§ EXERCISE MATERIAL:
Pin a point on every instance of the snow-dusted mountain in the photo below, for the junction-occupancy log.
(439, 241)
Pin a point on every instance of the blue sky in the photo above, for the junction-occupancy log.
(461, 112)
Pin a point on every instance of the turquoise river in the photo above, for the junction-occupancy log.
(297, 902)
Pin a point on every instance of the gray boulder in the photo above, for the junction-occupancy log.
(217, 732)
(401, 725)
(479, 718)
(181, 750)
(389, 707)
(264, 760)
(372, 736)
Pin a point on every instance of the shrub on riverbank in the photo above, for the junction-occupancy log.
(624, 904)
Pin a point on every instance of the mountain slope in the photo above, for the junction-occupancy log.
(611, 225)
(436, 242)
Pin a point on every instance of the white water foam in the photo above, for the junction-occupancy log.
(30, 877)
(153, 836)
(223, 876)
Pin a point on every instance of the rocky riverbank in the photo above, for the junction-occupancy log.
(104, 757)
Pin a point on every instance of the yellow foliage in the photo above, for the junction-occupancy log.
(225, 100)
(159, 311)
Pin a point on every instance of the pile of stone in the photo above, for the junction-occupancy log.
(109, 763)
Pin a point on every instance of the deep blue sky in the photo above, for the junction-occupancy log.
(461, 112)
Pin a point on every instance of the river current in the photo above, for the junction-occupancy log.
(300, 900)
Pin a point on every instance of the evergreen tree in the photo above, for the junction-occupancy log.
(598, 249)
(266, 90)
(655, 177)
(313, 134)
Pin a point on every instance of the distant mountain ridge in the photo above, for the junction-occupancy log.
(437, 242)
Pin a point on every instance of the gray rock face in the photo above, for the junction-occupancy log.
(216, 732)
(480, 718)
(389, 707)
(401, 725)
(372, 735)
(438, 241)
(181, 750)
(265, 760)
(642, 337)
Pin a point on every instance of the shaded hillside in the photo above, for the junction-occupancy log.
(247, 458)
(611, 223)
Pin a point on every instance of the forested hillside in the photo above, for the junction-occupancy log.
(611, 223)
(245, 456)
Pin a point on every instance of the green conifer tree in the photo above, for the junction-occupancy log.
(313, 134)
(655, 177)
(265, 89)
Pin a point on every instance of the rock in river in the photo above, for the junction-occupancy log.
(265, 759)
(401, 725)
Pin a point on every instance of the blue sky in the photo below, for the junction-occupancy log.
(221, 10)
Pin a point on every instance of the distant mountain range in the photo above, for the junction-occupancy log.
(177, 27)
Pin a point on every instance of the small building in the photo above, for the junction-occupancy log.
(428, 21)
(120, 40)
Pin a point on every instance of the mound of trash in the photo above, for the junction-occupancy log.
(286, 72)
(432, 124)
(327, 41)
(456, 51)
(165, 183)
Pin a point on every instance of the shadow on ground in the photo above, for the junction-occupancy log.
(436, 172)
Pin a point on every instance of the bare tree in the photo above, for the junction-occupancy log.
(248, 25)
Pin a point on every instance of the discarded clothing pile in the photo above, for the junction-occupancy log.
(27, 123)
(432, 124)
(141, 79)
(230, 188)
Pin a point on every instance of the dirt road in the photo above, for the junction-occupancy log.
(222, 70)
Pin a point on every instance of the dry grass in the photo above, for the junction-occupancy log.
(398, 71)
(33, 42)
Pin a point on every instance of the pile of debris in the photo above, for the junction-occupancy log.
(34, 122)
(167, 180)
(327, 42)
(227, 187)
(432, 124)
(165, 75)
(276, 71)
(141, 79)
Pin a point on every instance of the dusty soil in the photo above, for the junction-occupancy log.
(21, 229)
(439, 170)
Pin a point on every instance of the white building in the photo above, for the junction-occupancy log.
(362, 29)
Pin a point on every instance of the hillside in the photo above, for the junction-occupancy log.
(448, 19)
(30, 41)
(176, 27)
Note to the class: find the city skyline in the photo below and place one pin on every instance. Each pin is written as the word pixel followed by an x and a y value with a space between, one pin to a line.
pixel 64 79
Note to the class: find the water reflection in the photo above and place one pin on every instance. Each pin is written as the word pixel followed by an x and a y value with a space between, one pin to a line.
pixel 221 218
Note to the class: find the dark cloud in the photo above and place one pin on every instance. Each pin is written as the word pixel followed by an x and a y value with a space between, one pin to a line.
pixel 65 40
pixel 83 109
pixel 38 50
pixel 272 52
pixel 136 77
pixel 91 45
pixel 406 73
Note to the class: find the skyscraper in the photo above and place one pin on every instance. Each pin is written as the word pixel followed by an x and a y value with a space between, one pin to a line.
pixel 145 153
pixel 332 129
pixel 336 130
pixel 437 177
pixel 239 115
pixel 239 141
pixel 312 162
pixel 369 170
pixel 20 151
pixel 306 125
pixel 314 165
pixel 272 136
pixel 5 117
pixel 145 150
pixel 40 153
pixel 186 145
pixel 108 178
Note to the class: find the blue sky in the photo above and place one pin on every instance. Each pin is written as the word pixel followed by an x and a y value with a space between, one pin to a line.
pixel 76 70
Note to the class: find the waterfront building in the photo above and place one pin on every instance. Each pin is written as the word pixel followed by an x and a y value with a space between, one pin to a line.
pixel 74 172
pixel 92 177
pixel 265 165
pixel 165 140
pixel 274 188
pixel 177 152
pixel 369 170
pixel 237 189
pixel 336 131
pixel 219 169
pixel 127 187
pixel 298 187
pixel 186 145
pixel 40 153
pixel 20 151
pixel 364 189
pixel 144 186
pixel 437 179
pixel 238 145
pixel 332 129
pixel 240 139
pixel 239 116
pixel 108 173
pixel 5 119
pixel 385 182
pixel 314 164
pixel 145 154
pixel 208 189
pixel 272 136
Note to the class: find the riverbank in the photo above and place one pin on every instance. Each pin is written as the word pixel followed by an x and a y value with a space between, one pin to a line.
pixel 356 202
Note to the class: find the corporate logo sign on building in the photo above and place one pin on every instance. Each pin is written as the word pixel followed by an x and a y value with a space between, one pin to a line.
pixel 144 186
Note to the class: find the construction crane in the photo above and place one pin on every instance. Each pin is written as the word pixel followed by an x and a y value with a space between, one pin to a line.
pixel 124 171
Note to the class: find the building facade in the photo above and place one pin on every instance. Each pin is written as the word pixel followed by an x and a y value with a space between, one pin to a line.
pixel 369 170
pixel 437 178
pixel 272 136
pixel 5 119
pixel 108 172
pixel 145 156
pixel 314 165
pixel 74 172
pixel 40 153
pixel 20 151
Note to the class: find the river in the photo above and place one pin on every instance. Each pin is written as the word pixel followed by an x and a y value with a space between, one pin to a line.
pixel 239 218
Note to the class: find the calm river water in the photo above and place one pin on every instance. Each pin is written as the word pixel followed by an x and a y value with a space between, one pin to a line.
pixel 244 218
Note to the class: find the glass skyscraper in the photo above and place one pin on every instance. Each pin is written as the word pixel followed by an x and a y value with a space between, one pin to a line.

§ DIRECTIONS:
Retype each record exactly, leaving nothing out.

§ SOLUTION TO THIS EXERCISE:
Pin a point on every instance of the snow-dusted mountain in the photo below, for the junction-occupancy log.
(439, 241)
Pin a point on every instance of the blue sky in the photo above, for the junction-occupancy log.
(461, 112)
Pin a point on every instance of the turquoise river in the photo above, for the junction-occupancy log.
(297, 902)
Pin a point on every instance of the gray boulder in the photo above, for the junction-occupancy log.
(217, 732)
(401, 725)
(479, 718)
(181, 750)
(389, 707)
(264, 760)
(372, 736)
Pin a point on every instance of the shrub on riverbank in the photo above, for the junction-occupancy log.
(624, 904)
Pin a point on every instance of the mountain slope in the photo above, for the junction-occupancy log.
(611, 225)
(436, 242)
Pin a point on every instance of the white water foam in the photo above, for the junction-occupancy log.
(30, 877)
(153, 836)
(223, 876)
Pin a point on every instance of the rocky riverbank in the photo above, for the junction-occupancy log.
(104, 757)
Pin a point on every instance of the yellow foliage in the photo above, for the junction-occupancy log.
(225, 100)
(159, 311)
Pin a point on every instance of the pile of stone in the photo above, for the junction-occupancy log.
(109, 763)
Pin a point on every instance of the deep blue sky in the photo above, for the junction-occupancy log.
(461, 112)
Pin a point on every instance of the river current in the photo above, for the junction-occupancy log.
(300, 900)
Pin a point on every instance of the evergreen tree in the photo above, for the junction-occupancy log.
(598, 249)
(266, 90)
(655, 177)
(313, 134)
Pin a point on every instance of the distant mountain ridge in the photo above, for the junction-occupancy log.
(437, 242)
Pin a point on every instance of the gray rock face in the photo above, for the junction-occupancy log.
(216, 732)
(480, 718)
(389, 707)
(401, 725)
(372, 735)
(438, 241)
(181, 750)
(265, 760)
(642, 337)
Pin a point on every instance of the shaded hillside in the photo above, for the junction-occupancy log.
(247, 458)
(611, 223)
Pin a point on every instance of the forested hillside in the photo above, for the junction-occupancy log.
(611, 223)
(245, 456)
Pin a point on every instance of the green conifer tree in the photo above, for the junction-occupancy log.
(313, 134)
(655, 177)
(265, 89)
Pin a point on every instance of the rock in river in the photo above, for the junction-occupancy log.
(265, 759)
(401, 725)
Pin a point on every instance of the blue sky in the photo below, for the junction-occupancy log.
(221, 10)
Pin a point on every instance of the distant mountain range in the photo above, for the junction-occupancy log.
(177, 27)
Pin a point on every instance of the small building in the photo above, for the junction-occupancy log.
(428, 21)
(120, 40)
Pin a point on every instance of the mound of trash in the photo above, for the junction-occupancy log.
(286, 72)
(432, 124)
(327, 41)
(456, 51)
(165, 183)
Pin a point on every instance of the shadow on ground in the photo above, for the junction-occupancy log.
(436, 172)
Pin a point on every instance of the bare tree in the photo above, for the junction-occupancy log.
(248, 25)
Pin a point on every instance of the discarded clothing pile in the photo above, for the junction-occupancy log.
(27, 123)
(432, 124)
(141, 79)
(230, 188)
Pin a point on every instance of the dirt road in the photo above, for the junction-occupancy log.
(222, 70)
Pin a point on every instance of the dry grass in the photo above, for the junction-occupancy log.
(398, 71)
(33, 42)
Pin a point on every instance of the pile of debris in the photo above, for the junction-occupancy log.
(34, 122)
(167, 180)
(327, 42)
(227, 187)
(432, 124)
(165, 75)
(276, 71)
(141, 79)
Pin a point on every instance of the dusty soil in the photo above, for the junction-occupancy log.
(21, 229)
(439, 170)
Pin a point on every instance of the white building in the photo above, for the junction-occupancy log.
(362, 29)
Pin a point on every instance of the hillside in the photo above, for the junction-occupancy log.
(448, 19)
(30, 41)
(176, 27)
Note to the class: find the city skyline in the photo below and place one pin on every instance. Each pin is written as the word pixel followed by an x and a y value with a space between, one pin to a line.
pixel 64 79
Note to the class: find the water reflection in the photo above and place one pin on every instance. Each pin is written as the word pixel followed by an x and a y value with a space between, one pin to a line.
pixel 221 218
Note to the class: find the dark cloud in the photo above and place one pin on every instance. Each pin is written as the word pixel followed by an x and a y value with a space between, one pin to a line.
pixel 65 40
pixel 83 109
pixel 38 50
pixel 272 52
pixel 136 77
pixel 91 45
pixel 406 73
Note to the class: find the skyscraper in the photo above and place one pin on every instance. Each pin is written as the word pixel followed by an x and a y value with a space between, one pin to a line.
pixel 145 153
pixel 332 129
pixel 336 130
pixel 437 177
pixel 239 115
pixel 239 141
pixel 312 162
pixel 369 170
pixel 20 151
pixel 306 125
pixel 314 165
pixel 272 136
pixel 5 117
pixel 145 150
pixel 40 153
pixel 186 145
pixel 108 178
Note to the class: find the blue sky in the photo above and place one pin on every instance. Each pin is written as the word pixel followed by an x and a y value with a space between, one pin to a line.
pixel 76 70
Note to the class: find the waterfront building in the photo above and place one pin on every instance. Each pin is written as the word pixel followed by an x and a y value with a space between, one pin to a line.
pixel 74 172
pixel 92 177
pixel 265 165
pixel 165 140
pixel 274 188
pixel 177 152
pixel 369 170
pixel 237 189
pixel 336 131
pixel 219 169
pixel 127 187
pixel 298 187
pixel 186 145
pixel 40 153
pixel 20 151
pixel 364 189
pixel 144 186
pixel 437 179
pixel 238 145
pixel 332 129
pixel 240 139
pixel 239 116
pixel 108 173
pixel 5 119
pixel 385 182
pixel 314 164
pixel 145 154
pixel 208 189
pixel 272 136
Note to the class: find the riverbank in the photo above and place one pin on every instance. Each pin is written as the word pixel followed by an x and a y value with a space between, one pin to a line.
pixel 356 202
Note to the class: find the corporate logo sign on building in the photo above and place one pin on every instance. Each pin is written as the word pixel followed by an x and a y value with a space between, one pin to a line.
pixel 144 186
Note to the class: find the construction crane in the photo above and place one pin on every instance. Each pin is written as the word pixel followed by an x and a y value with a space between, one pin to a line.
pixel 124 171
Note to the class: find the building facade in the photo above and place one pin on every instance. Each pin is written as the word pixel followed by an x and a y value with a space between, one pin to a line.
pixel 369 170
pixel 437 178
pixel 272 136
pixel 5 119
pixel 108 172
pixel 145 156
pixel 314 165
pixel 74 172
pixel 40 153
pixel 20 151
Note to the class: find the river in the photo above and place one pin on every instance. Each pin is written as the word pixel followed by an x and a y value with a space between, one pin to a line.
pixel 239 218
Note to the class: find the calm river water in the photo above and place one pin on every instance. Each pin is written as the word pixel followed by an x and a y value with a space between, one pin to a line.
pixel 244 218
Note to the class: find the glass skyscraper in the photo above and place one pin on every instance. Each pin is written as the word pixel followed by an x and a y value with a space between, one pin to a line.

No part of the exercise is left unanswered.